WRITTEN INSTRUCTION — Collect every line of the data below that contains the string "suit", matching case exactly.
>> Begin RECORDS SUPPLIED
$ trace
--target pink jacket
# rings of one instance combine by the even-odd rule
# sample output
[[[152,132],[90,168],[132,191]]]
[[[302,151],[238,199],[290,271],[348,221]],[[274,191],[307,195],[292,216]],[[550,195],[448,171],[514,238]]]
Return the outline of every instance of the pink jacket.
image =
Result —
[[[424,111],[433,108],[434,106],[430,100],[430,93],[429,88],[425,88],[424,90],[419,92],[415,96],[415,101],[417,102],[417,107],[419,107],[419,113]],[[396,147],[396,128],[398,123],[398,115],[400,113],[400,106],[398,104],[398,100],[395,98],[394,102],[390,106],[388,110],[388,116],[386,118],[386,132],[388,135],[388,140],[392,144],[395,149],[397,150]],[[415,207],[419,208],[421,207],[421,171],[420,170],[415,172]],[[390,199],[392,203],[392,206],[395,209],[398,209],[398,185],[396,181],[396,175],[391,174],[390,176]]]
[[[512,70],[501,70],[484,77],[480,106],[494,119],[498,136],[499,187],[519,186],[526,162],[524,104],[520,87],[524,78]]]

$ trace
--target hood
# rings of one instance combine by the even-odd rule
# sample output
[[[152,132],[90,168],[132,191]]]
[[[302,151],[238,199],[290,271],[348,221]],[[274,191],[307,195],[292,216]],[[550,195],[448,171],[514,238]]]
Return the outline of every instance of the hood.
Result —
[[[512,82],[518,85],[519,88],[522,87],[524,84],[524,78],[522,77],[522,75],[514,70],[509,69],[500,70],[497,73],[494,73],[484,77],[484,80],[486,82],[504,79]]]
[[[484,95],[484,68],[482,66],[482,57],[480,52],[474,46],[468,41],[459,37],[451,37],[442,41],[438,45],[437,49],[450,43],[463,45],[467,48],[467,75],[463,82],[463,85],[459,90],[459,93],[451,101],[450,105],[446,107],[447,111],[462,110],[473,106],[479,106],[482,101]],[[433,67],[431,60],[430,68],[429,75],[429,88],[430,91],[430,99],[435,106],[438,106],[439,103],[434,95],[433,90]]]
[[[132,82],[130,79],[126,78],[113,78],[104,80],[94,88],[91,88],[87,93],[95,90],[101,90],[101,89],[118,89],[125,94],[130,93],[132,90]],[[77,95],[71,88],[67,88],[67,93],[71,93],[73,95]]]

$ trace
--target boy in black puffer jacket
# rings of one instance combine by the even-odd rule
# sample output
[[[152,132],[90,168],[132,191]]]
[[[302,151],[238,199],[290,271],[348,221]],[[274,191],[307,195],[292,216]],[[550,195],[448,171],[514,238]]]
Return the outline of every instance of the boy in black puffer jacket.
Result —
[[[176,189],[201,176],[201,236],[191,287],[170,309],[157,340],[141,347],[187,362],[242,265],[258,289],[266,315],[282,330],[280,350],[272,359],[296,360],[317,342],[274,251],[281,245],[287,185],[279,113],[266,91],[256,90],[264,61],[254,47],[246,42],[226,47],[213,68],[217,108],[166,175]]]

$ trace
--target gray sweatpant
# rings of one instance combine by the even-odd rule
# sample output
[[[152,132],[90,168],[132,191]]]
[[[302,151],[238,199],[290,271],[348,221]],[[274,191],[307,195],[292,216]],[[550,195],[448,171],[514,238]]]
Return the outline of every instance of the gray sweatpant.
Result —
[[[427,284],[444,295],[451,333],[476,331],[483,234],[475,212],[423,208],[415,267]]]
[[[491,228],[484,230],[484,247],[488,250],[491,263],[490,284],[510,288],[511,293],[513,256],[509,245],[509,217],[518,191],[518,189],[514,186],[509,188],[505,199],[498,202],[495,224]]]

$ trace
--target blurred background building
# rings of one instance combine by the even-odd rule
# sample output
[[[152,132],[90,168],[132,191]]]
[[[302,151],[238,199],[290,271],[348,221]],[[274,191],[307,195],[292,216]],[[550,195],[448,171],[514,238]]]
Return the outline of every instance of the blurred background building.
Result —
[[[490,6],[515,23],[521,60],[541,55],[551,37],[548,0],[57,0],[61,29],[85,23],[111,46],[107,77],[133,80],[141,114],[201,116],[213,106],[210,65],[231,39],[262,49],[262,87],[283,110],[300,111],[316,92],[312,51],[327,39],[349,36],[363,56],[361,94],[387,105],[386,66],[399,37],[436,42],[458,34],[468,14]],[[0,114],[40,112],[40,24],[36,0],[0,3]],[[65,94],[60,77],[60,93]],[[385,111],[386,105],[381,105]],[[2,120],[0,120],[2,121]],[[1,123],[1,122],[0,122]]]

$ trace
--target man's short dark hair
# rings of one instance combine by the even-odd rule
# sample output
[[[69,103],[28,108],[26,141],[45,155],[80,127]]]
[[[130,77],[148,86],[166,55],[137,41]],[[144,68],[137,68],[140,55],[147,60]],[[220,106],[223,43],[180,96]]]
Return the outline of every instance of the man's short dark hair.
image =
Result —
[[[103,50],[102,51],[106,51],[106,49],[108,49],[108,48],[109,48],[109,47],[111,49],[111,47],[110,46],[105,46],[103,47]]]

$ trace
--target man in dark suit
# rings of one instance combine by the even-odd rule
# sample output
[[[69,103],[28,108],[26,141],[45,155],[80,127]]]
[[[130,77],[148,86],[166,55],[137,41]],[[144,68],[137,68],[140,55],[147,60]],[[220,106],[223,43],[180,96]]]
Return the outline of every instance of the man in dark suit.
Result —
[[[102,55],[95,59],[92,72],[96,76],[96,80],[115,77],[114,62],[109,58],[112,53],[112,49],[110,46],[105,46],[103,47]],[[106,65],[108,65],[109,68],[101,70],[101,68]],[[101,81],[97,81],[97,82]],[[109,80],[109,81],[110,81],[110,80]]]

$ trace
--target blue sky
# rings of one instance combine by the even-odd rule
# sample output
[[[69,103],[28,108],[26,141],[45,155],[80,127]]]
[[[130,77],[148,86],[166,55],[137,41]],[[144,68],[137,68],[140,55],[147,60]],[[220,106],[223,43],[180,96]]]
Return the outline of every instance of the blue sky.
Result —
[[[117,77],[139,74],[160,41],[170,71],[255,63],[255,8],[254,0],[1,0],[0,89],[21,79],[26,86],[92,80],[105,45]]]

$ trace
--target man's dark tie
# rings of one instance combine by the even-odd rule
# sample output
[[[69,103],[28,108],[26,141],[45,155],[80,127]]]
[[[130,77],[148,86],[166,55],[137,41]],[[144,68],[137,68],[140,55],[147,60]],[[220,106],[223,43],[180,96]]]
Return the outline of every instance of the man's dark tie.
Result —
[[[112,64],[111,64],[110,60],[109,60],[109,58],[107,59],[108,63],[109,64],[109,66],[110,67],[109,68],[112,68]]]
>> End RECORDS SUPPLIED
RESULT OF THE EXERCISE —
--target man in dark suit
Return the outline of every instance of the man in dark suit.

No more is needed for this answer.